_Stored items_.
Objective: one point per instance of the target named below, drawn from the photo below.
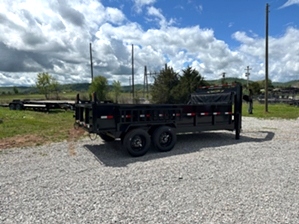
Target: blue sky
(212, 36)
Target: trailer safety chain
(76, 126)
(93, 138)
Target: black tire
(137, 142)
(106, 138)
(12, 106)
(164, 138)
(19, 106)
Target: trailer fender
(137, 142)
(164, 138)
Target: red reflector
(107, 117)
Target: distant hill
(82, 87)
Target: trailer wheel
(137, 142)
(106, 137)
(164, 138)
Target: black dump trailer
(141, 125)
(40, 105)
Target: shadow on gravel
(112, 154)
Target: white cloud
(139, 4)
(51, 36)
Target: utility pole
(145, 82)
(247, 74)
(91, 64)
(133, 72)
(266, 58)
(223, 78)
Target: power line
(247, 74)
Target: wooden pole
(133, 72)
(266, 58)
(91, 64)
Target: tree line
(168, 87)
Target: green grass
(47, 127)
(280, 110)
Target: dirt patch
(34, 140)
(74, 134)
(21, 141)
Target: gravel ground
(206, 178)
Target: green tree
(189, 82)
(116, 88)
(164, 86)
(99, 86)
(45, 83)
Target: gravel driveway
(206, 178)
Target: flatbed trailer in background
(139, 125)
(40, 105)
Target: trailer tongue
(137, 125)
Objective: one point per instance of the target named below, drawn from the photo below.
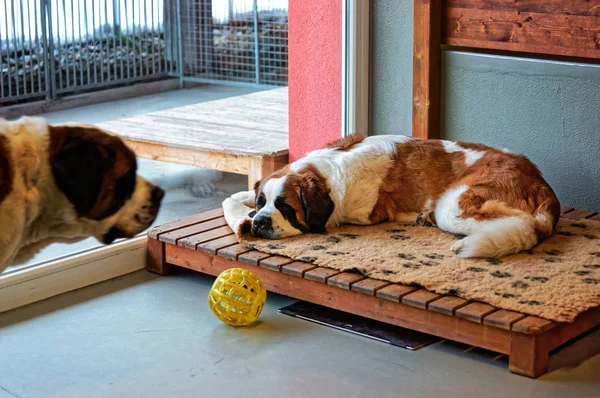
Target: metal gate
(50, 48)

_The problem_. Output all the data above verbatim, leaving out images.

_Exercise output_.
Objective: one point per instance of the target named below, drawn from the photo below.
Target: blue sky
(212, 36)
Target: trailer safety chain
(76, 126)
(93, 138)
Target: black tire
(137, 142)
(106, 138)
(12, 106)
(164, 138)
(19, 106)
Target: trailer fender
(137, 142)
(164, 138)
Target: red reflector
(107, 117)
Target: distant hill
(82, 87)
Target: trailer wheel
(137, 142)
(106, 137)
(164, 138)
Target: black dump trailer
(141, 125)
(40, 105)
Target: shadow on gravel
(112, 154)
Target: white cloud
(139, 4)
(51, 36)
Target: utility pole
(145, 82)
(247, 74)
(91, 64)
(133, 72)
(266, 58)
(223, 78)
Target: power line
(247, 74)
Target: wooden pole
(133, 72)
(266, 58)
(91, 64)
Target: tree line
(168, 87)
Target: green grass
(47, 127)
(280, 110)
Target: dirt patch
(34, 140)
(74, 134)
(21, 141)
Target: gravel ground
(206, 178)
Target: green tree
(189, 82)
(116, 88)
(164, 86)
(99, 86)
(45, 83)
Target: gravel driveway
(206, 178)
Target: flatbed trailer in background
(139, 125)
(40, 105)
Target: trailer tongue
(137, 125)
Objective: one point per instance of the target named below, drawn from the photo below.
Target: metal gate
(50, 48)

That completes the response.